EXERCISE OBJECTIVE:
Return everything from "Thinking ahead to" down to "COVID-19, for example." in the HOA budget passage, copied word for word.

PASSAGE:
=== Begin Enclosure ===
Thinking ahead to the fresh start of a new fiscal year is both exhilarating and tedious. As a board member, you're in tune with your association's needs and what your residents' expectations are. But before you begin outlining the financial steps for your community, keep these 7 HOA budget bloopers in mind as you honor your fiduciary duty.
Going into your HOAs budget plan with a positive attitude will, no doubt, make the outline process a bit smoother. You want what's financially best for your community, but it's just as important to anticipate events that could send your budget into a tailspin. Think COVID-19, for example.
Before this became an all-too-real fact of life, you were most likely confident that your budget accounted for every expense, money was carefully allocated, and special assessments and reserve funds were accounted for. But as many have experienced this year, global events can change nearly every aspect of what "normal" looks like.
=== End Enclosure ===
Dataset entries
=== Begin Enclosure ===
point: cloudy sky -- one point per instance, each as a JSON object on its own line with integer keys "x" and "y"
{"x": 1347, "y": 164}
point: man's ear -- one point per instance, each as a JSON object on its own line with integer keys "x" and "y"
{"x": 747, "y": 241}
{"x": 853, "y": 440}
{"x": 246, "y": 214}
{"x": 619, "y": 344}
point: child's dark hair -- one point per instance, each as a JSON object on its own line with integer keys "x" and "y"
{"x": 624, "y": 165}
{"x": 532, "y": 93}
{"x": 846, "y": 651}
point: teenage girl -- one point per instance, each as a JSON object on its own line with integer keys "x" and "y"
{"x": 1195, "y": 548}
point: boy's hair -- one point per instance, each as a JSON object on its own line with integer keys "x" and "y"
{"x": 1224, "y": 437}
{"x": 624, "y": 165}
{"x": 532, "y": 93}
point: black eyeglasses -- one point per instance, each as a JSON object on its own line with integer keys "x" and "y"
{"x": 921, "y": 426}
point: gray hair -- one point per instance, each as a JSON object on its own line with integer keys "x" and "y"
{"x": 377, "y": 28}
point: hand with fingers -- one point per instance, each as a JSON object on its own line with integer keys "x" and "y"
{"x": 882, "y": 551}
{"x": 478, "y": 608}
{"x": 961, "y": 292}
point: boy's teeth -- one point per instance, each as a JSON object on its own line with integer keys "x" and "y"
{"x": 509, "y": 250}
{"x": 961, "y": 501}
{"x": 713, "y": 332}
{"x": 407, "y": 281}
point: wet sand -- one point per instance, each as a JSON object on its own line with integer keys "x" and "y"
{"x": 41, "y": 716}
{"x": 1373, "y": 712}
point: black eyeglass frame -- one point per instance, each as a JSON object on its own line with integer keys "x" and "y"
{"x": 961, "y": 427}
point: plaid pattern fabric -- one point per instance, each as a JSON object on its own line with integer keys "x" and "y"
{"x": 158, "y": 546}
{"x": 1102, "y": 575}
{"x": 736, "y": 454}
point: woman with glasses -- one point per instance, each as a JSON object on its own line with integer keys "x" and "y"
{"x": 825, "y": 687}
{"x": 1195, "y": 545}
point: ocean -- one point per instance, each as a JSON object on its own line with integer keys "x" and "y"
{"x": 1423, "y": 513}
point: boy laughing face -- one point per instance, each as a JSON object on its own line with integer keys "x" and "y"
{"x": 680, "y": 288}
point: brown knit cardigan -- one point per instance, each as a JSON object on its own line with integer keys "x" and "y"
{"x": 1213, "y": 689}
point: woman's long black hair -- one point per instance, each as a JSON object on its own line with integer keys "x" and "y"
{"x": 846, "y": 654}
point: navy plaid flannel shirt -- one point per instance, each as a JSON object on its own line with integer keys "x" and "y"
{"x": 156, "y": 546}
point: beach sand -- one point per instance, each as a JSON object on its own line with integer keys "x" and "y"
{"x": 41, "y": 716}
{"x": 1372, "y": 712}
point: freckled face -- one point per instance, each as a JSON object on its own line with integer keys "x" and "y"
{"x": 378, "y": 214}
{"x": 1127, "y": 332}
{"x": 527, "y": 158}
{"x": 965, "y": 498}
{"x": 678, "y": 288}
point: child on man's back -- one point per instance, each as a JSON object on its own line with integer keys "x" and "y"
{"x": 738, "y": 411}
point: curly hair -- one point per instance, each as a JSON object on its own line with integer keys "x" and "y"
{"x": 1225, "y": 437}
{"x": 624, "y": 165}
=== End Enclosure ===
OUTPUT OF THE TASK:
Thinking ahead to the fresh start of a new fiscal year is both exhilarating and tedious. As a board member, you're in tune with your association's needs and what your residents' expectations are. But before you begin outlining the financial steps for your community, keep these 7 HOA budget bloopers in mind as you honor your fiduciary duty.
Going into your HOAs budget plan with a positive attitude will, no doubt, make the outline process a bit smoother. You want what's financially best for your community, but it's just as important to anticipate events that could send your budget into a tailspin. Think COVID-19, for example.